§ Work task
Please restate the entries verbatim. The copy should hold no pictures.

§ Point-per-instance localization data
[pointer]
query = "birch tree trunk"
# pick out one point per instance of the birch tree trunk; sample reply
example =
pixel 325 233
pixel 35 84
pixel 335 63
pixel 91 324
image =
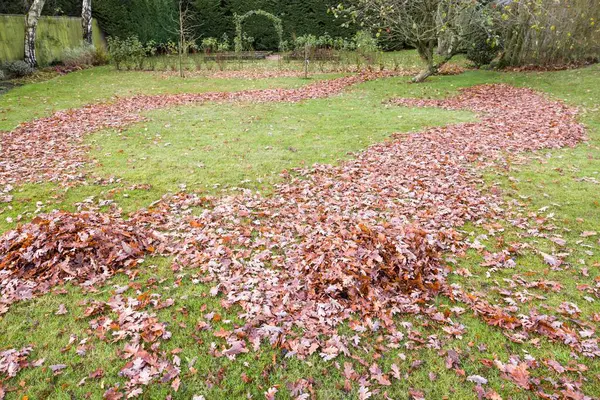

§ Response area
[pointer]
query = "birch tree trunk"
# pick out one point per instance of the birch tree trunk; sample reply
example =
pixel 325 233
pixel 35 84
pixel 335 63
pixel 91 324
image =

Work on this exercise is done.